### Datensätze
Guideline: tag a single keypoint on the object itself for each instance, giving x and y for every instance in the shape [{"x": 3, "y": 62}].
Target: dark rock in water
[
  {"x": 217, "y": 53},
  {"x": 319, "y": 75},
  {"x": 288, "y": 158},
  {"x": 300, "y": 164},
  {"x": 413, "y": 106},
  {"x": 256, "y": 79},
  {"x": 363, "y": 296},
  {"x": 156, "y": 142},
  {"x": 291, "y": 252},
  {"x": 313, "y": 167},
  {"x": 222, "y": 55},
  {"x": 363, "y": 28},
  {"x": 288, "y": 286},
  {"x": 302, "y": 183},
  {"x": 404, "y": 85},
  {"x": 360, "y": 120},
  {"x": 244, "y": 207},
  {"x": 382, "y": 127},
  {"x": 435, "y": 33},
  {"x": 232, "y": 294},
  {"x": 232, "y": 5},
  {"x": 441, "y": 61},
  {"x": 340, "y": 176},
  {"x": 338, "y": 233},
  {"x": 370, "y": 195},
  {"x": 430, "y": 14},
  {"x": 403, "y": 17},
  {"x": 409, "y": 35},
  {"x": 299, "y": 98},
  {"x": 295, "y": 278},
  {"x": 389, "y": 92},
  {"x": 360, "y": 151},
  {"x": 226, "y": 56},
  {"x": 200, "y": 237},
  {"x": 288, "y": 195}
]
* * *
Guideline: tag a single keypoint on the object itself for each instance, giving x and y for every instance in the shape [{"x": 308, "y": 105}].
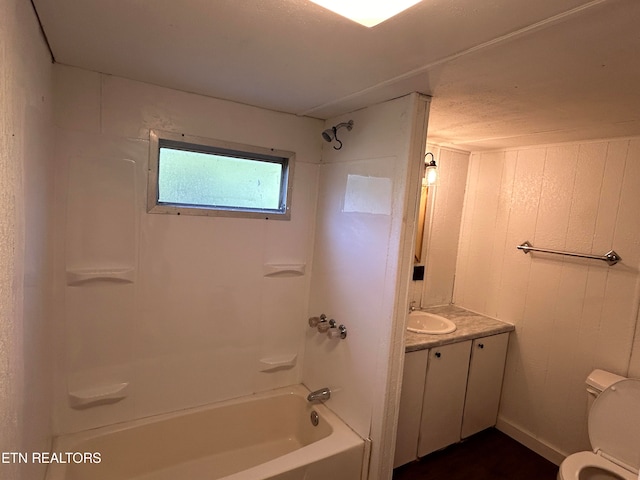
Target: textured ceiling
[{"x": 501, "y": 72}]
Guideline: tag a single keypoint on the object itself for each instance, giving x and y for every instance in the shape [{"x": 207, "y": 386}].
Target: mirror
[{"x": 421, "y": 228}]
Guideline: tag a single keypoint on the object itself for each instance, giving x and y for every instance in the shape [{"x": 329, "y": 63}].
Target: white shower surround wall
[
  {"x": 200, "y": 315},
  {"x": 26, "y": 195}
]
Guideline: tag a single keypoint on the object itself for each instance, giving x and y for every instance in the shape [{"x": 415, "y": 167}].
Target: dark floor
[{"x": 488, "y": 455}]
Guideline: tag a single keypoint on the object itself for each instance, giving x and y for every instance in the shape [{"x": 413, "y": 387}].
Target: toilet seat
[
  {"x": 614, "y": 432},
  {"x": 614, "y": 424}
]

### Aufgabenstellung
Gib jede Zeile der Datensätze wieder, in der die Zeichenkette "Target" vorkommt.

### Antwort zur Aufgabe
Target: dark rock in water
Target: textured ceiling
Target: mirror
Target: white shower surround wall
Target: dark floor
Target: toilet seat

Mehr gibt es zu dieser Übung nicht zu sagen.